### ASSIGNMENT:
Without any change, set down every record below.

-=-=-=-=-

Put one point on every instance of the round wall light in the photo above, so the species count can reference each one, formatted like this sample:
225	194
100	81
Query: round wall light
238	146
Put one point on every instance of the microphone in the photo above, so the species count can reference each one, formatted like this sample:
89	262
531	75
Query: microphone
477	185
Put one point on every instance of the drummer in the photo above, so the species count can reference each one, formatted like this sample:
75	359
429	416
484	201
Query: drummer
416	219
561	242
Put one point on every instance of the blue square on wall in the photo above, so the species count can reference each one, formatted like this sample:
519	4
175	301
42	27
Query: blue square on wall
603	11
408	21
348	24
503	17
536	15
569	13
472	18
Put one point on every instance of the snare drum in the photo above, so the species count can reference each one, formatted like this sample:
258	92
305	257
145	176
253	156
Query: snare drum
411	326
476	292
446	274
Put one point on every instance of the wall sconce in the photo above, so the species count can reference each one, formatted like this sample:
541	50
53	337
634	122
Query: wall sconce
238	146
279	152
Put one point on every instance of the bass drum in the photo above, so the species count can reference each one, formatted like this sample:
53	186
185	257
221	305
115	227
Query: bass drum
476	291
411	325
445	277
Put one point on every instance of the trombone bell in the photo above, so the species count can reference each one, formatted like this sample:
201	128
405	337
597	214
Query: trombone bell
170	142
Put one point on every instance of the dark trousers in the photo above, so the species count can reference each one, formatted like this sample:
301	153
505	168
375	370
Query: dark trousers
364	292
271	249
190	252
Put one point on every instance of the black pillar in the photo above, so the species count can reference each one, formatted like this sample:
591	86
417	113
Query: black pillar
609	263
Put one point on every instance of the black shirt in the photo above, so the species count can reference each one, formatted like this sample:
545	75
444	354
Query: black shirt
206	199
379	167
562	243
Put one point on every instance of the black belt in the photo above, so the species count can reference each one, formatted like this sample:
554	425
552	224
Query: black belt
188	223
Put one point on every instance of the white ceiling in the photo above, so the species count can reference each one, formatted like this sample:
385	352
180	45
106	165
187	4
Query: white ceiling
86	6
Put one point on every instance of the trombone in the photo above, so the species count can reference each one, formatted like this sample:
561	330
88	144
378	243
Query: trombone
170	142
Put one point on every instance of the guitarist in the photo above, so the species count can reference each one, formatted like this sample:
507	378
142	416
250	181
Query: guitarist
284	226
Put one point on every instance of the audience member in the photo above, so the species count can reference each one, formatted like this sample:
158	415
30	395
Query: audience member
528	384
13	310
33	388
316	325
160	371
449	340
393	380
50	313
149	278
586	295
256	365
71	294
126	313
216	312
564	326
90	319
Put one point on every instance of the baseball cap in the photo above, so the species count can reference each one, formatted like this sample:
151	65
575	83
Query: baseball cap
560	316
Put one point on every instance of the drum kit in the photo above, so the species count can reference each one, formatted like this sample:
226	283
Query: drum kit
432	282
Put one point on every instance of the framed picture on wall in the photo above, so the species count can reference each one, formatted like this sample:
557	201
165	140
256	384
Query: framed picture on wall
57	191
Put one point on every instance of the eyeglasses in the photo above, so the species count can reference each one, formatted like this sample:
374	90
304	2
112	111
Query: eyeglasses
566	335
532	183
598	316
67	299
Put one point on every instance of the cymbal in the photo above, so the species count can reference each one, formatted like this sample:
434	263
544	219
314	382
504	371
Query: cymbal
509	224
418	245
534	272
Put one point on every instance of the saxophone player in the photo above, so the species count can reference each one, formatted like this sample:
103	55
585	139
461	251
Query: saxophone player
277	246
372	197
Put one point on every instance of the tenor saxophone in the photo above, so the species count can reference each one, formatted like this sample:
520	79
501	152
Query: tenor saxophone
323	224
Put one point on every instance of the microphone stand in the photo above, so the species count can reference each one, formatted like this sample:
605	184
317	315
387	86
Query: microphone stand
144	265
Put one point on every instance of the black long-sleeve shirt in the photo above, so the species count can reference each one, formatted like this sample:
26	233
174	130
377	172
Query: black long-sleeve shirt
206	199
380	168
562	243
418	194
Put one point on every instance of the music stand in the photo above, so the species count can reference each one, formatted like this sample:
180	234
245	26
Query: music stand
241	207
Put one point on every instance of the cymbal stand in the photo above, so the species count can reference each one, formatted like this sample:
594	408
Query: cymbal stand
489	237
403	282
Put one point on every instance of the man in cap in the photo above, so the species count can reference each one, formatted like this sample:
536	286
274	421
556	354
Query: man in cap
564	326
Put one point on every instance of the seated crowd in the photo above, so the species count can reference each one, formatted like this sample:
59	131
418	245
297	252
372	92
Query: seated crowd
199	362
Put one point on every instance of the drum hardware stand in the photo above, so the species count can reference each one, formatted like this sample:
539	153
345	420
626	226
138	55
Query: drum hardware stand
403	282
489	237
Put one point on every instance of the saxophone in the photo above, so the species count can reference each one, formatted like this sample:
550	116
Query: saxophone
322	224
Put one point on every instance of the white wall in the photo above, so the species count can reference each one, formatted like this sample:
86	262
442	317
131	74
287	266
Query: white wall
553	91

-=-=-=-=-

### EXERCISE RESULT:
Put one point on every instance of the round wall light in the photo above, so the species count can reference each one, formatted like this sample:
225	194
100	81
Query: round wall light
238	146
Put one point on every instance of the microphone in the photo above, so the species count can reference each one, formatted like this sample:
89	262
531	75
Query: microphone
477	185
Put one point on every instance of the drummer in the photo above, so the species count can reference each one, formatted like this sample:
75	359
429	416
484	201
Query: drummer
416	219
561	242
Put one point on every instance of the blue square on wall in the photo above, so the species count can reference each one, formatted like this sample:
519	4
175	301
42	27
Query: blue square on wall
603	11
408	21
348	24
503	17
536	15
569	13
472	18
Put one point on every instance of the snare drum in the photo above, so the species count can reference each one, formatted like this sample:
258	92
305	257
145	176
253	156
Query: snare drum
411	326
476	292
446	274
Put one point on every instance of the wall sconce in the photo above, so the species count can reference each one, formatted like this sample:
541	50
53	337
634	122
Query: wall sconce
238	146
279	152
Put one point on every instance of the bass drum in the photo above, so the species count can reference each one, formatted like this sample:
53	186
185	257
221	305
115	227
Query: bass drum
476	291
411	325
445	277
Put one point on every instance of the trombone bell in the photo above, so the species count can reference each one, formatted like this sample:
201	128
405	337
597	214
Query: trombone bell
170	142
Put one point on every instance of the dark trousers in the photo above, so the species count can reference each one, formatted like this sample:
301	153
505	168
375	370
Query: dark trousers
364	292
271	249
190	252
Put one point on every instance of the black pillar in the photo above, so the species count can reference each one, formatted like this sample:
591	86
417	113
Query: black pillar
609	263
Put one point on every instance of the black shirt in the photo above, so the species count can reference each one, formatted like this sample:
545	75
444	354
Query: black shirt
206	199
379	167
562	243
Put one point on every instance of the black belt in the photo above, so the species count can reference each one, formatted like this sample:
554	425
552	224
Query: black belt
188	223
Put one point on every instance of the white ceiling in the photo above, so the species count can reference each one, formatted like this sample:
385	352
180	45
106	165
187	4
Query: white ceiling
86	6
Put one point on every instance of the trombone in the photo above, so the species count can reference each one, formatted like this sample:
561	330
88	144
378	243
Query: trombone
170	142
Put one point on every instance of the guitarist in the photo above, so the species count can reference each one, formatted like this sample:
507	378
142	416
250	181
Query: guitarist
284	226
Put one point on every instance of the audience member in the photo above, so the species count can reference each one, formatted like this sample:
158	415
30	395
Query: audience member
528	384
13	310
33	388
316	325
160	371
449	340
393	380
50	313
149	278
586	295
256	365
71	294
126	313
216	312
564	326
90	319
Put one point on every instance of the baseball cap in the photo above, so the species count can reference each one, formatted like this sample:
151	65
575	83
Query: baseball cap
560	316
Put one point on every instance of the drum kit in the photo above, so the species count can reference each one, formatted like this sample:
226	283
Query: drum kit
432	282
Put one point on every instance of the framed picture on wall in the photo above, so the species count can reference each one, formatted like this sample:
557	201
165	140
256	384
Query: framed picture on wall
57	191
Put one point on every instance of the eyeglasses in the photo above, so the species count can reference each one, formatted like this sample:
374	90
304	2
112	111
Query: eyeglasses
566	335
532	183
598	316
67	299
Put one point on every instance of the cymbal in the photo above, so the species count can reference each one, formatted like this sample:
434	263
544	219
314	382
504	371
Query: cymbal
509	224
418	245
534	272
Put one point on every instance of the saxophone player in the photo above, so the species count can reference each one, formatted like this sample:
103	55
585	139
461	251
Query: saxophone player
277	246
372	197
Put one point on every instance of the tenor saxophone in the photo above, so the species count can reference each one, formatted like this sample:
520	79
501	152
Query: tenor saxophone
323	224
Put one point on every instance of the microphone stand in the photo above, so the species count can reference each one, formatted like this sample:
605	184
317	315
387	86
Query: microphone stand
144	265
Put one point on every instance of the black long-sleeve shirt in the photo above, so the species count can reference each one, formatted like this sample:
26	233
174	130
377	172
Query: black long-sleeve shirt
206	199
380	168
562	243
418	194
Put one point on every instance of the music stand in the photo above, so the species count can reference each one, formatted like this sample:
180	234
245	26
Query: music stand
241	207
Put one point on every instance of the cymbal stand in the photo above, so the species count can reference each one, formatted like this sample:
594	408
Query: cymbal stand
489	237
403	282
Put one point on every instance of the man in cap in the photo above, so the species count can reference each one, formatted like this sample:
536	286
274	421
556	354
Query: man in cap
564	326
Put one point on every instance of the seated crowd in the photo above, so the species count can reference each one, formatted like this sample:
59	131
418	245
297	252
372	92
Query: seated crowd
199	362
Put one point on every instance of the drum hardware stand in the photo above, so the species count can reference each one, formatted like this sample:
539	153
345	420
626	226
138	55
Query: drum hardware stand
403	282
489	237
Put one point on every instance of the saxophone in the photo above, so the species count can reference each one, formatted like this sample:
550	116
Query: saxophone
322	224
Put one point on every instance of the white wall in the photo above, so the species count can reference each one, formatted like this sample:
86	262
442	317
131	74
287	266
Query: white wall
553	91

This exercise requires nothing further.